- _DATA EXCERPTS_
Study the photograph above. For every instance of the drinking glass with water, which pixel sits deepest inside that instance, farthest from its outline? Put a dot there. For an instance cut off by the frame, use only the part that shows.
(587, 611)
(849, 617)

---

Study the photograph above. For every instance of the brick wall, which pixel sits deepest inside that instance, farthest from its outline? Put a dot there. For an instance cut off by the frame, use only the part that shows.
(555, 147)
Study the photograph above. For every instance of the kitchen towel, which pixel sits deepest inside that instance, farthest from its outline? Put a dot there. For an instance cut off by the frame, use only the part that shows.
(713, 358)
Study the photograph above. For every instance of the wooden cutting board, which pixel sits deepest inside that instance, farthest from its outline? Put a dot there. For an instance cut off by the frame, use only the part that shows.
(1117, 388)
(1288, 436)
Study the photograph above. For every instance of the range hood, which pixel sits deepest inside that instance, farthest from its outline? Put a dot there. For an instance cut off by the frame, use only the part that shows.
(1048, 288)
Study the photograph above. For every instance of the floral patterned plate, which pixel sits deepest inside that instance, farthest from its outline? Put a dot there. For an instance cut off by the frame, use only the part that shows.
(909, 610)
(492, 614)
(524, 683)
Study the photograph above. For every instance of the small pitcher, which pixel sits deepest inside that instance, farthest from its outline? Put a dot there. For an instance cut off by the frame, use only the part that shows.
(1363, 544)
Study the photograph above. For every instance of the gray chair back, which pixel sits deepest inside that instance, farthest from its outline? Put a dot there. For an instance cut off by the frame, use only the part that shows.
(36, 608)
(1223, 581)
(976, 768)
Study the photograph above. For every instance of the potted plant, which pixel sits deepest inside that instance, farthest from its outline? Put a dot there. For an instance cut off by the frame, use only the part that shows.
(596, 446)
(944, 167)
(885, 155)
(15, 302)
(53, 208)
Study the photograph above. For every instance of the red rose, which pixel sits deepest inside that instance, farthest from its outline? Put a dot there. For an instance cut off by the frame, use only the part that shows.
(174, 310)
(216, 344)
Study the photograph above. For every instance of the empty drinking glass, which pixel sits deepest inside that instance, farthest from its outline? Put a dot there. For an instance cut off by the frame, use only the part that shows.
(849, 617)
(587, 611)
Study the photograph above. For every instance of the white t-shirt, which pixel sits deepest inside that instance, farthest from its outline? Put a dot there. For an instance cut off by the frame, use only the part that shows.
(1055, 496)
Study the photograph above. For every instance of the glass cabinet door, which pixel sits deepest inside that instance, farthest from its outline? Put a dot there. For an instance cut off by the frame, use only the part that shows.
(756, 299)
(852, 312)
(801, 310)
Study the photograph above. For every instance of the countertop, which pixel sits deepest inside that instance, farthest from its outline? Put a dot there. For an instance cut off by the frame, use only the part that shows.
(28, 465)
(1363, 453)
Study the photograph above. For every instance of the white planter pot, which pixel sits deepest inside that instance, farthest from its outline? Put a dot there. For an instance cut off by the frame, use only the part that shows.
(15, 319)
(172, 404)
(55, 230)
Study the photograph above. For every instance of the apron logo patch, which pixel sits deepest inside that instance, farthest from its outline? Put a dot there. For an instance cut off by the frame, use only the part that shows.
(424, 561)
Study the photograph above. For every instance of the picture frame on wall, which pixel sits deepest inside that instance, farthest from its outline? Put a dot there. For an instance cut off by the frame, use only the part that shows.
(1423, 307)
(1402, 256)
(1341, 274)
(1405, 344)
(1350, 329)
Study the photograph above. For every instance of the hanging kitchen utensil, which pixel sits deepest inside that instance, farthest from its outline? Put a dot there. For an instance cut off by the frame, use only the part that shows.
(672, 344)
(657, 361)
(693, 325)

- _THE EXERCISE_
Which lines in the listing above contain the word "wall"? Find and copy each of them, treating case as significant.

- _THE OUTPUT_
Study the photograph above. For every instance of the brick wall, which pixel sits deepest inside that instance, farthest from its outline? Put a dot there. For an instance cut off by the frame, use only the part that shows.
Study the photograph above. For every instance of the picture frame on wall, which pixel sits deepest inside that instance, farthest from its outline? Put a dot there. For an instance cut off by the frame, use only the part that shows.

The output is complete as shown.